DIRECTIONS:
Using the listing below, print the line that contains "Target: short brown hair" and each line after it, exactly as shown, through the final one.

== DATA FOR PROCESSING

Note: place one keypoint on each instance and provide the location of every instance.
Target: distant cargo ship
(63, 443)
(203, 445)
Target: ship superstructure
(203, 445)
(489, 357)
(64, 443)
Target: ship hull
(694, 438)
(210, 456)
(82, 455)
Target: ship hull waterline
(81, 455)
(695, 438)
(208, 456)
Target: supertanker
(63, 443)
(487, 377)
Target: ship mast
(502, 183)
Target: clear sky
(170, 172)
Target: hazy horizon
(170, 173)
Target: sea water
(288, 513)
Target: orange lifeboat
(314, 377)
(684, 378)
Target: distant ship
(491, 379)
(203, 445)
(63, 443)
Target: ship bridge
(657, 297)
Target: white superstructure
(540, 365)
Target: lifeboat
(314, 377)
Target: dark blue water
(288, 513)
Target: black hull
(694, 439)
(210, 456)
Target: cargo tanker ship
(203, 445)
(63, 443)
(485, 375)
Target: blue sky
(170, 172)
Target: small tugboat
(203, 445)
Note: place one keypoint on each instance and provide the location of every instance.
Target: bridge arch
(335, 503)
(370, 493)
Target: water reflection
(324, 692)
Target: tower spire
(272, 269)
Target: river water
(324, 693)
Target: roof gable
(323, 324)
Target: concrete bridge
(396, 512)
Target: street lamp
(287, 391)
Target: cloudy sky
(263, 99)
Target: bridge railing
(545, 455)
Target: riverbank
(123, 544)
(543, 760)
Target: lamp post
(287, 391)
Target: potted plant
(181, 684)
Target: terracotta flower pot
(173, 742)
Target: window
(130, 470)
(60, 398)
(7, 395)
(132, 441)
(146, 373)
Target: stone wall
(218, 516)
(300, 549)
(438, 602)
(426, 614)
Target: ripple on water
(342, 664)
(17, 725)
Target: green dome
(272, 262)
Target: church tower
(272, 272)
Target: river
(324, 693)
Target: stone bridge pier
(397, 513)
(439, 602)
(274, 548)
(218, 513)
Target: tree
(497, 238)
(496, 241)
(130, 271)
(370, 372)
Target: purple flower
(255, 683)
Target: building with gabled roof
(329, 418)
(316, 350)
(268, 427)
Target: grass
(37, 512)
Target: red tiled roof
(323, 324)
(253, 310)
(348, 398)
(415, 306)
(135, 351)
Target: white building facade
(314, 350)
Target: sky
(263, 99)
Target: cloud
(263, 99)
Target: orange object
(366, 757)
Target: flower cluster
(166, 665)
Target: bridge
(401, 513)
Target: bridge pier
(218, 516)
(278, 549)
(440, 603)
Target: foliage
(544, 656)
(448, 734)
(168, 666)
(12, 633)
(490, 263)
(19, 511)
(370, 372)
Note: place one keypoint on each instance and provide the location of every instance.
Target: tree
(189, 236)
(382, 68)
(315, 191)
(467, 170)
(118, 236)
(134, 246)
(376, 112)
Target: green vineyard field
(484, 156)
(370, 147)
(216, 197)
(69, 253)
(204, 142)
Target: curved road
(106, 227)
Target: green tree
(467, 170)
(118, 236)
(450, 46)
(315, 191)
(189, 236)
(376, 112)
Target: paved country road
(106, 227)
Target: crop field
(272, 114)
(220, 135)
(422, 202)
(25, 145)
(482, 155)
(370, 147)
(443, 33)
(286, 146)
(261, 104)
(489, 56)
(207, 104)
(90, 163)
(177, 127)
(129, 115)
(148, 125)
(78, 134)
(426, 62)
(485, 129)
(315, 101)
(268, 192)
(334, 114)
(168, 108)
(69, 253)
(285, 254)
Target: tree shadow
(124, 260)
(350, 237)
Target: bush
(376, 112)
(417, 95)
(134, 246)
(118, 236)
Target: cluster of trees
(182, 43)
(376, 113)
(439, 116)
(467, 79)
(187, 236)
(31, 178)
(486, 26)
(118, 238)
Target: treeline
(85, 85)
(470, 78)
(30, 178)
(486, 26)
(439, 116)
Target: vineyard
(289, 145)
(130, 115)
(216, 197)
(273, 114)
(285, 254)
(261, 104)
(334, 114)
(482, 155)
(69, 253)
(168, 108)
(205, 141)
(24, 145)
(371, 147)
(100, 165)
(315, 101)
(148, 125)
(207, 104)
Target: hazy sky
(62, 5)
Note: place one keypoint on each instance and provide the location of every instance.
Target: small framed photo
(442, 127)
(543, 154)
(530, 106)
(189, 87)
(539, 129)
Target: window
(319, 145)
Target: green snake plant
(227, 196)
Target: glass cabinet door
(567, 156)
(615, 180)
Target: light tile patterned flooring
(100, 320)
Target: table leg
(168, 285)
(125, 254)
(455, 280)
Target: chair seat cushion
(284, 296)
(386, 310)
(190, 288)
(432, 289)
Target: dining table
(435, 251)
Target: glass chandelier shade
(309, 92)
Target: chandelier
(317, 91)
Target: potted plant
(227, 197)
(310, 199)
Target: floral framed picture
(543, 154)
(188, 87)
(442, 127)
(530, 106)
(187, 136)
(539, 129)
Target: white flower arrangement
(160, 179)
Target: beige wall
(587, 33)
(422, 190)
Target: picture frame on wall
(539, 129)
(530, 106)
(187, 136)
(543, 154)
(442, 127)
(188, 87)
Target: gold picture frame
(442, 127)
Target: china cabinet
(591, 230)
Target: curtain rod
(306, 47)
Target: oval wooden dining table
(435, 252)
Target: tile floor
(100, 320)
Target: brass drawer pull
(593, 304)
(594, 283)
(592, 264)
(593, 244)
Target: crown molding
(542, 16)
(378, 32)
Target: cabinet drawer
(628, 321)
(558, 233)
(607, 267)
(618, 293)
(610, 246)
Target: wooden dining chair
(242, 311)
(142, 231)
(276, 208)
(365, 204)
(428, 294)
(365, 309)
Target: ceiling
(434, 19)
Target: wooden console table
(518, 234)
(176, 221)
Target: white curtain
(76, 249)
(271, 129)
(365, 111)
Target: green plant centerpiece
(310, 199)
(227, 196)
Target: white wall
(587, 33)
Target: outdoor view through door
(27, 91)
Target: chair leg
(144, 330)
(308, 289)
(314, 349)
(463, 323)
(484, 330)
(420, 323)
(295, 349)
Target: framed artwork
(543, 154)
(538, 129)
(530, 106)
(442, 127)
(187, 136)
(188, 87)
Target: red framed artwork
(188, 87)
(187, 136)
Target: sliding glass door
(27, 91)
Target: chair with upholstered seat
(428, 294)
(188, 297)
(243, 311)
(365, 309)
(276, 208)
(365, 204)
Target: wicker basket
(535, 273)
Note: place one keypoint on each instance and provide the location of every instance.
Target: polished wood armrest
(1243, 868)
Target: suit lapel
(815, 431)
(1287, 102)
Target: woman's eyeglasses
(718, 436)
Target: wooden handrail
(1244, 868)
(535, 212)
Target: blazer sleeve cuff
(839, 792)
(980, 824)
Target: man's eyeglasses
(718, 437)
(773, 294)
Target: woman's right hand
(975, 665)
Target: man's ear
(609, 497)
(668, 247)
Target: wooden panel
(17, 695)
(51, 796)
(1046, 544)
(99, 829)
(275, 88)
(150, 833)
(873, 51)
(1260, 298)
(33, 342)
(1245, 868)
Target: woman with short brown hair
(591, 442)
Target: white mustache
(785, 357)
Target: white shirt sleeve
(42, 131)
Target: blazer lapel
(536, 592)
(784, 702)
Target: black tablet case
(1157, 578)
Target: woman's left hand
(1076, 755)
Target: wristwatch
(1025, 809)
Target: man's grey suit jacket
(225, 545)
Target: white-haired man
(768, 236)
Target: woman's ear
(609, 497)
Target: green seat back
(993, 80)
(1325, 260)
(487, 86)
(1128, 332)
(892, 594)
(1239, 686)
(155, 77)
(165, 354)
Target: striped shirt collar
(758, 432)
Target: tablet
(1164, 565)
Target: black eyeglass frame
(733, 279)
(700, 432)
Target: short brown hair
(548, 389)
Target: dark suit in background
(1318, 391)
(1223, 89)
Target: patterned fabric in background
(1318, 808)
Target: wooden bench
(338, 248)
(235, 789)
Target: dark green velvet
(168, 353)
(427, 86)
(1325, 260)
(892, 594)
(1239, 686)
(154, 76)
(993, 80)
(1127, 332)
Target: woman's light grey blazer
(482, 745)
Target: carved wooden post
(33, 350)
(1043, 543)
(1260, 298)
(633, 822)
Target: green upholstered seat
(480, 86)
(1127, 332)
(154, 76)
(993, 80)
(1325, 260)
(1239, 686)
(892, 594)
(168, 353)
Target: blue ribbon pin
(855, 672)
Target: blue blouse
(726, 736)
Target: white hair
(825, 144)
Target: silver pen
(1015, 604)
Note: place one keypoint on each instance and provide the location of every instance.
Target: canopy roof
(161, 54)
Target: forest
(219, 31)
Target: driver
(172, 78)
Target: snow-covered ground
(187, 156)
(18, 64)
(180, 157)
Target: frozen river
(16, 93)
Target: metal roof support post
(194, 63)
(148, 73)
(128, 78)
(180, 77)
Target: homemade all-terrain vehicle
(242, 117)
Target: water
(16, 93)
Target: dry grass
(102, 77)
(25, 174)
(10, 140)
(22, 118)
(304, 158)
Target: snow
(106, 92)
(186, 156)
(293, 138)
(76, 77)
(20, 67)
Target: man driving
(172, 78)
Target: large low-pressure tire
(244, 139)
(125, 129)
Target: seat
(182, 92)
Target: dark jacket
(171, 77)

====

TASK RESULT:
Target: short brown hair
(548, 389)
Target: dark suit in background
(1318, 391)
(1223, 89)
Target: patterned fabric in background
(1318, 808)
Target: wooden bench
(338, 248)
(235, 789)
Target: dark green velvet
(168, 353)
(427, 86)
(1325, 260)
(892, 594)
(1239, 686)
(154, 76)
(993, 80)
(1127, 332)
Target: woman's light grey blazer
(482, 745)
Target: carved wooden post
(33, 350)
(1043, 543)
(1260, 298)
(633, 822)
Target: green upholstered seat
(480, 86)
(1127, 332)
(154, 76)
(993, 80)
(1325, 260)
(1239, 686)
(892, 594)
(168, 353)
Target: blue ribbon pin
(855, 672)
Target: blue blouse
(726, 736)
Target: white hair
(825, 144)
Target: silver pen
(1015, 604)
Note: place one keypoint on each instance and provide the location of every instance.
Target: canopy roof
(161, 54)
Target: forest
(219, 31)
Target: driver
(172, 78)
Target: snow-covered ground
(187, 156)
(18, 64)
(180, 157)
Target: frozen river
(16, 93)
Target: metal roof support post
(194, 63)
(148, 73)
(128, 78)
(180, 77)
Target: homemade all-terrain vehicle
(242, 117)
Target: water
(16, 93)
Target: dry grass
(102, 77)
(25, 174)
(10, 140)
(22, 118)
(304, 158)
Target: snow
(106, 92)
(186, 156)
(293, 138)
(76, 77)
(20, 67)
Target: man driving
(172, 78)
Target: large low-pressure tire
(244, 139)
(125, 129)
Target: seat
(182, 92)
Target: dark jacket
(171, 77)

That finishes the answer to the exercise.